* [TO DO] From the material that follows, please give the number of lines containing the string "below", and that number alone.

BEGIN DATASET CONTENT

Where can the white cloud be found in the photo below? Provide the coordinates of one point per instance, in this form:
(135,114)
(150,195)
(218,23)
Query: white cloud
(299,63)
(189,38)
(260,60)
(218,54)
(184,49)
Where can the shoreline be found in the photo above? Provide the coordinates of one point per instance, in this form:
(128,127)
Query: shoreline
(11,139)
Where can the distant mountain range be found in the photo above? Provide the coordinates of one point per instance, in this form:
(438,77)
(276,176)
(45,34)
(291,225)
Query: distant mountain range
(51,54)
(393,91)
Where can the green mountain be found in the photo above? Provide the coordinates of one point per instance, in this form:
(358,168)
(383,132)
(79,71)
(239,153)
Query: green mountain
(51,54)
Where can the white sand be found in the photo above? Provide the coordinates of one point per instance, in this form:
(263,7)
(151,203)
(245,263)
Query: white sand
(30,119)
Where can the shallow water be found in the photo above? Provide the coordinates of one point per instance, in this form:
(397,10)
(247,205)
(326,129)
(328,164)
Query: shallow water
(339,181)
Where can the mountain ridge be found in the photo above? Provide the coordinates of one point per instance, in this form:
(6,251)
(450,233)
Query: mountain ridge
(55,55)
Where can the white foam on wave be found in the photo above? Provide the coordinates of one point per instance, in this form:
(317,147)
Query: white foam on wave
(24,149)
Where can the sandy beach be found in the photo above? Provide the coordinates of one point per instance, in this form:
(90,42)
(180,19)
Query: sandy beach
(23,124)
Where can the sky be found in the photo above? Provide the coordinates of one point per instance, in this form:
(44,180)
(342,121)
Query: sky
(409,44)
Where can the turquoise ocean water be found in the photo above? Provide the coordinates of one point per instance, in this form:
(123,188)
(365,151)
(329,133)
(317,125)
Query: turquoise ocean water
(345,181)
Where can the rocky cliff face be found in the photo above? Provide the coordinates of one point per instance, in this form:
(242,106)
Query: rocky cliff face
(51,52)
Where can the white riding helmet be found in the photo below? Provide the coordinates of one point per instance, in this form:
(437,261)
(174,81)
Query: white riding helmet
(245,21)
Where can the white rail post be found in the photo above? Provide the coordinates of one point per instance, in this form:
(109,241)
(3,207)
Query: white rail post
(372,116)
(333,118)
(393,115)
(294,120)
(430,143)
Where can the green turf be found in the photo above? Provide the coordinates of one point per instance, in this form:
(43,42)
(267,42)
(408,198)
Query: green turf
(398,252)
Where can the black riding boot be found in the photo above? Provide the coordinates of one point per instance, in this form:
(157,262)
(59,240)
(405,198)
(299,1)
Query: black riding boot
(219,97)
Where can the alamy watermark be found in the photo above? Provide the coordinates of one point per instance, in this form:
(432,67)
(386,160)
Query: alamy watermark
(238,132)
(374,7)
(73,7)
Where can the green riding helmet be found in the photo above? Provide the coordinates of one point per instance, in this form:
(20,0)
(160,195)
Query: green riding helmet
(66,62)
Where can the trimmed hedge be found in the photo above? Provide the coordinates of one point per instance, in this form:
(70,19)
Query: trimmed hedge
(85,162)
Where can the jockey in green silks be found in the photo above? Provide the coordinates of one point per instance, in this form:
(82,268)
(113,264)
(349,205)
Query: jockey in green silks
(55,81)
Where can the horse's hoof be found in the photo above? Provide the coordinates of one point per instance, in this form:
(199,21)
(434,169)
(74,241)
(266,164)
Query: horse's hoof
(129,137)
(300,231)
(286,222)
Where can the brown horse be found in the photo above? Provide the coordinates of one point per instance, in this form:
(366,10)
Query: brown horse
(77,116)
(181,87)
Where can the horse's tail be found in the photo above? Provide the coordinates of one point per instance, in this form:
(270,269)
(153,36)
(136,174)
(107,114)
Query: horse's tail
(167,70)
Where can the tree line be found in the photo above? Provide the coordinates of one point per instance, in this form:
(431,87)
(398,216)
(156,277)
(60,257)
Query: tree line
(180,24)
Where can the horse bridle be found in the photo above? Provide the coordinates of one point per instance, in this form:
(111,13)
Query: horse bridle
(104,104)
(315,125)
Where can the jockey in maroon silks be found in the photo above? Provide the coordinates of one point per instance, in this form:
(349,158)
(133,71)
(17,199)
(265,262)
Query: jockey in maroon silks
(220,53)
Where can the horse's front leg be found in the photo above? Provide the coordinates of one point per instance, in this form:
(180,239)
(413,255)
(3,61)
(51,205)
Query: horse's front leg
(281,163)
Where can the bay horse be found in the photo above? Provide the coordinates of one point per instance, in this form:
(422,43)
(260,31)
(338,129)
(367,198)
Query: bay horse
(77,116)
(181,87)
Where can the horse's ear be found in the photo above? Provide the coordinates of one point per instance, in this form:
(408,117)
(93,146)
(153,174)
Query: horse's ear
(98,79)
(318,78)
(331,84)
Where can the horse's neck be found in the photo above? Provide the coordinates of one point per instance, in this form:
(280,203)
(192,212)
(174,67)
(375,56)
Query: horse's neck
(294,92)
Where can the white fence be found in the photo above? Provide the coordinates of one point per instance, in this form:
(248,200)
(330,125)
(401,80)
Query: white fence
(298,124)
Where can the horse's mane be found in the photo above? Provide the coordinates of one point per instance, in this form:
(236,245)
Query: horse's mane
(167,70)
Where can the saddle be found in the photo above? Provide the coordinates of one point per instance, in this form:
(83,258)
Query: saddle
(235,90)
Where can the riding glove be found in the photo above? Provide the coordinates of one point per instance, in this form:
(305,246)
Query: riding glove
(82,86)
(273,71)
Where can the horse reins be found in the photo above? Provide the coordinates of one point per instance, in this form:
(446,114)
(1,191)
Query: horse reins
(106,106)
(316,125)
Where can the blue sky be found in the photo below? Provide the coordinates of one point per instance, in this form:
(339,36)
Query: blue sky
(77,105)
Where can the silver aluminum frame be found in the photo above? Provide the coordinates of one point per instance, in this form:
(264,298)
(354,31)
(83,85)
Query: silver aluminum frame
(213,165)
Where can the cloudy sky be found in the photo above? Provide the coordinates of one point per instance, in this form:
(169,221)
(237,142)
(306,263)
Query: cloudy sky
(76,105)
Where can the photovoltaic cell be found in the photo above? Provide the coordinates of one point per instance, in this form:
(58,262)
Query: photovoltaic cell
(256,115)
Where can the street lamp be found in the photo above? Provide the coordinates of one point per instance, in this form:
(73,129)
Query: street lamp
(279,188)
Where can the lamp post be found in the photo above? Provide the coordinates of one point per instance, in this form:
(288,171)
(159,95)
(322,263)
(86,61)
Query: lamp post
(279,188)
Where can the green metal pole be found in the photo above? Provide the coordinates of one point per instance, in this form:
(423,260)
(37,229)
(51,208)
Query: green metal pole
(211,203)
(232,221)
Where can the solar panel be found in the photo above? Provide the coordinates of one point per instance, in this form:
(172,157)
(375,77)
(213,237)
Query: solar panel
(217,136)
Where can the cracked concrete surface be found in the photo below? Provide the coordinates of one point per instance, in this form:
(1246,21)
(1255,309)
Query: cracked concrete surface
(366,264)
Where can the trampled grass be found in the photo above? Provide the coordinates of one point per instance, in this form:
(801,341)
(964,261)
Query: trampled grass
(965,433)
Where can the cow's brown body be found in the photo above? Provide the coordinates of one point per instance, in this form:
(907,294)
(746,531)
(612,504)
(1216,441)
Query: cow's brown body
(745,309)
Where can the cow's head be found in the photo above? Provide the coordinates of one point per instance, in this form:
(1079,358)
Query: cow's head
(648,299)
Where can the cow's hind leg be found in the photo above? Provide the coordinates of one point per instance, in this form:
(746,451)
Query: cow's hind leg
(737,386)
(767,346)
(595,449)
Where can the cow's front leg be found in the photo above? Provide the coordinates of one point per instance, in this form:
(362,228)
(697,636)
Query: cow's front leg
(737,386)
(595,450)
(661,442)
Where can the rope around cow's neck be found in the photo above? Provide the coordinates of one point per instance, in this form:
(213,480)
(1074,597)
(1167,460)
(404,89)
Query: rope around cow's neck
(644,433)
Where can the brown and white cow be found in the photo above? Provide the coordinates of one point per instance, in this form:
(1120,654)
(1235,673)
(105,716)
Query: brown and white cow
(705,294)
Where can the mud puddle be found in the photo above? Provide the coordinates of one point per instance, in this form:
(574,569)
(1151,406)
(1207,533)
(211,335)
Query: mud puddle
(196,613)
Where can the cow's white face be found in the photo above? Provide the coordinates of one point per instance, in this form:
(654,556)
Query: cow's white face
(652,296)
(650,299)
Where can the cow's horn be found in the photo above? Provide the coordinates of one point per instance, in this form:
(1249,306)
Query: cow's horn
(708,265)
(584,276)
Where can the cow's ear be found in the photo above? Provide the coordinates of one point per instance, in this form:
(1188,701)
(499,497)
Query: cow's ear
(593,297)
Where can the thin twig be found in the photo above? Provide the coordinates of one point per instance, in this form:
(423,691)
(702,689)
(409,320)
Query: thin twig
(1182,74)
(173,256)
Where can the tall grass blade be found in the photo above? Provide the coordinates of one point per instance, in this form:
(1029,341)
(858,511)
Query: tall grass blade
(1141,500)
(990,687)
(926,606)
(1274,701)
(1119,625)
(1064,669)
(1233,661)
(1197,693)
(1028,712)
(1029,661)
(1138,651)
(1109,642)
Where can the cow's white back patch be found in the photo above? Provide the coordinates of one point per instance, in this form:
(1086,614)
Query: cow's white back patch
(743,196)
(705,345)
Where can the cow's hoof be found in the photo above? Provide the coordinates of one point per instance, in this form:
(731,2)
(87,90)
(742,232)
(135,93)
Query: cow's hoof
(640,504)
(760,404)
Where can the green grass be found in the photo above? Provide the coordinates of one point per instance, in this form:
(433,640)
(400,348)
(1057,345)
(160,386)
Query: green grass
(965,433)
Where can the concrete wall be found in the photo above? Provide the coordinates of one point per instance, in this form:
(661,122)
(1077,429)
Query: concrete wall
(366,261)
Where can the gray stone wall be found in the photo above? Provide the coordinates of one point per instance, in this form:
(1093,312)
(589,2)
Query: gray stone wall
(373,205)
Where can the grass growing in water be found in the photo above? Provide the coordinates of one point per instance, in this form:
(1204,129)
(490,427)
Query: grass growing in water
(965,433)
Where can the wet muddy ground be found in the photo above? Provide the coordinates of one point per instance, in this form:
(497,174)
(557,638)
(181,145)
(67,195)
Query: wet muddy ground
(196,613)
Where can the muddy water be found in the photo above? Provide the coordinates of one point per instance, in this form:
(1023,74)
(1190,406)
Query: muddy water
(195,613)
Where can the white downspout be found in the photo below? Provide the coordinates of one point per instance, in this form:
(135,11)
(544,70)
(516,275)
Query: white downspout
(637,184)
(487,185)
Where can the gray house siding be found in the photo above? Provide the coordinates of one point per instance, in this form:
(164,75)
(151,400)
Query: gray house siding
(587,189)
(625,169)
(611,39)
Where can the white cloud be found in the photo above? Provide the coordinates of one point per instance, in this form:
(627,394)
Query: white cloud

END DATASET CONTENT

* [ANSWER SECTION] 5